Search the listing below for "floor". Copy each matching line.

* [DATA SHOWN]:
##############################
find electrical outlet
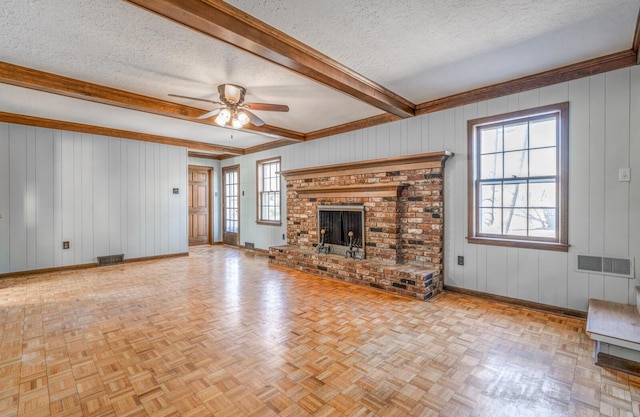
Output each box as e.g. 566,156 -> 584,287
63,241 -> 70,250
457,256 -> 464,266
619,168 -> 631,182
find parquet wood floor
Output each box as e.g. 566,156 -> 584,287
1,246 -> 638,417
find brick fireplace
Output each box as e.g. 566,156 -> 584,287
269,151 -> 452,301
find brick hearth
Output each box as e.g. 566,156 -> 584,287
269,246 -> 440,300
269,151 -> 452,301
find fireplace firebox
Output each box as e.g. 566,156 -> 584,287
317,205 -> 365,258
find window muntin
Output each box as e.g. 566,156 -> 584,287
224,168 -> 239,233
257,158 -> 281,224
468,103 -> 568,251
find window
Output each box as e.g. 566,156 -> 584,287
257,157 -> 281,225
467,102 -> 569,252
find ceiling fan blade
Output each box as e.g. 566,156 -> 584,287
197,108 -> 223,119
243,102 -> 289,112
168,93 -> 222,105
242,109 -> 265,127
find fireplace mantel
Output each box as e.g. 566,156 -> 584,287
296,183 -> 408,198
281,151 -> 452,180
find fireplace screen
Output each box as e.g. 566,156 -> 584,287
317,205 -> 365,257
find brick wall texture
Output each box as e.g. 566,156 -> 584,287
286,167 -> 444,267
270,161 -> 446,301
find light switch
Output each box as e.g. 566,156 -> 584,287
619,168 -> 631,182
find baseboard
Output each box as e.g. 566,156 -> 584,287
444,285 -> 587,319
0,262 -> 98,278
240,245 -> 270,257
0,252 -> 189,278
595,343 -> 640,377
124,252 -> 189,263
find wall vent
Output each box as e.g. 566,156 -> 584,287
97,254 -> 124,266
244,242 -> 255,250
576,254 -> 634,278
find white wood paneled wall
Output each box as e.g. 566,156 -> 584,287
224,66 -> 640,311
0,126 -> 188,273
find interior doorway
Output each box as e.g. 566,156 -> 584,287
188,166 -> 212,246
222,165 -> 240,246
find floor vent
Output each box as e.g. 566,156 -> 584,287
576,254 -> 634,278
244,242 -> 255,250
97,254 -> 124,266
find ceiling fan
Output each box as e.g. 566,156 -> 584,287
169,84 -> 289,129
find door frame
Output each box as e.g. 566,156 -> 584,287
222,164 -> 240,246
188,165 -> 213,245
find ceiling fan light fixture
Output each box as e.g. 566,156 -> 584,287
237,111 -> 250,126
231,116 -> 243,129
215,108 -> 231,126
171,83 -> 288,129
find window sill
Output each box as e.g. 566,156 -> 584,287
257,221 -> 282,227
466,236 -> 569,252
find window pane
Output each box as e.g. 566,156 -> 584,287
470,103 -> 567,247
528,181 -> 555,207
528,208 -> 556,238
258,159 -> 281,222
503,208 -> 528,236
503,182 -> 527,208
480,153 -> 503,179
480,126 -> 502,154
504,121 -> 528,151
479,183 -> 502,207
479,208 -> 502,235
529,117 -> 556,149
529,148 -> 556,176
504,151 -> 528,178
##############################
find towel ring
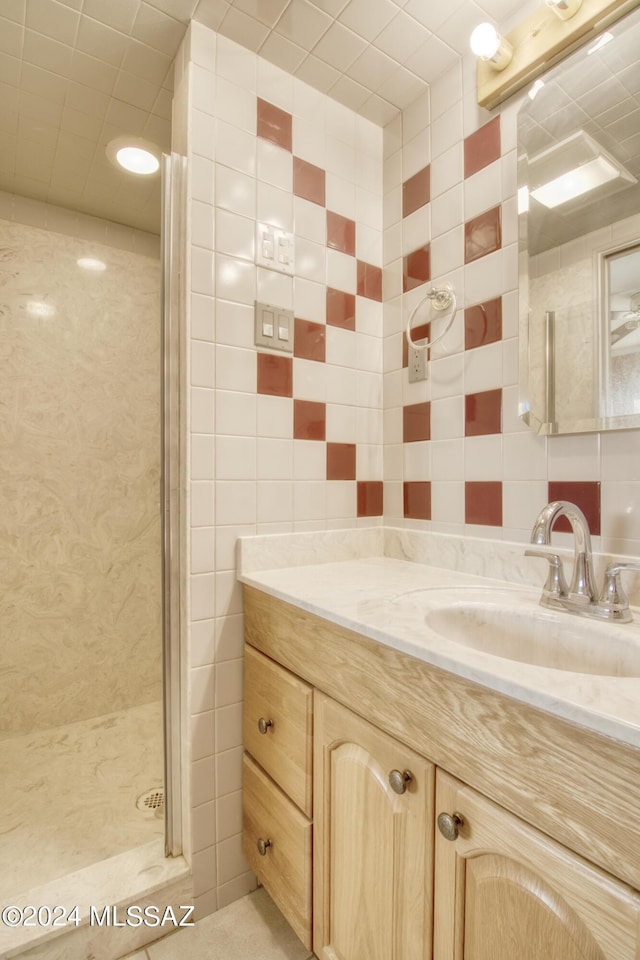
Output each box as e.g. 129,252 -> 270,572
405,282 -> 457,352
##############################
* [EXPECTED ANSWER]:
find parquet wood floor
find floor vent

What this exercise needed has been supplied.